# Action item
Write out the items below line for line, without changing anything.

Dataset entries
________________________________________
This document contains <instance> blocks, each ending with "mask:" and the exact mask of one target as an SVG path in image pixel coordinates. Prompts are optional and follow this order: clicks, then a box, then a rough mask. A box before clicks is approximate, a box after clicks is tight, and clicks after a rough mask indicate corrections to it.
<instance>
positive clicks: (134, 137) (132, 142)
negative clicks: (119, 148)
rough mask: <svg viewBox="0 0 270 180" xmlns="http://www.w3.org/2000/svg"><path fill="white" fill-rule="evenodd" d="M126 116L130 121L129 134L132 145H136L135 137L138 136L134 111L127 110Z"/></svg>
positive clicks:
________________________________________
# Written response
This document contains <instance> blocks, each ending with "mask:" and the exact mask of one target as an SVG path in image pixel coordinates. Prompts are optional and follow this order: clicks, then a box, then a rough mask. A box before clicks is approximate, a box after clicks is tight, and clicks after a rough mask indicate corrections to it.
<instance>
positive clicks: (134, 137) (132, 142)
negative clicks: (119, 148)
rough mask: <svg viewBox="0 0 270 180" xmlns="http://www.w3.org/2000/svg"><path fill="white" fill-rule="evenodd" d="M126 116L130 121L129 134L132 145H136L135 137L138 136L134 111L127 110Z"/></svg>
positive clicks:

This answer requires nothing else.